## ОТРЫВОК ДОКУМЕНТА
##########

– Верьте, батюшка, – сказал я, – если Господу угодно будет, чтобы мне здесь поселиться, то владыка сделает вас игуменом.
Сказал я это спроста, но слова мои пришлись настоятелю по сердцу.
– О, тогда бы я для тебя исхлопотал, – обрадовался он, – а теперь молись и молчи пока!
Вскоре владыка прибыл в Сезенево для освящения храма. Приглашен был туда и настоятель. Перед отъездом он зашел ко мне в келью и сказал:
– Ну, молись! Еду, а ты проси Бога, чтобы Он расположил сердце владыки и предоставил мне случай и время сказать о твоем желании и просьбе.
Кланяясь настоятелю в ноги, я сказал опять:
– Если будет угодно Богу мое желание, то и вы станете игуменом.

##########

## ФРАГМЕНТ ДАННЫХ

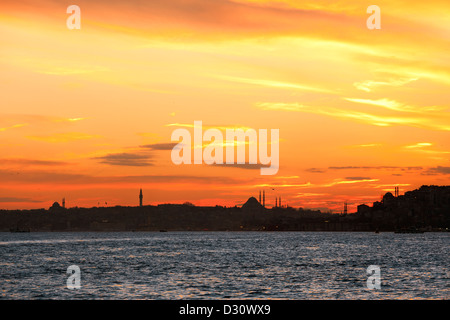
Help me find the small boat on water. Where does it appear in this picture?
[394,227,424,233]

##########

Выпишите из отрывка о настоятеле все глаголы в повелительном наклонении. Каждую форму укажите один раз, в порядке первого появления.

## ОТВЕТ
верьте, молись, молчи, проси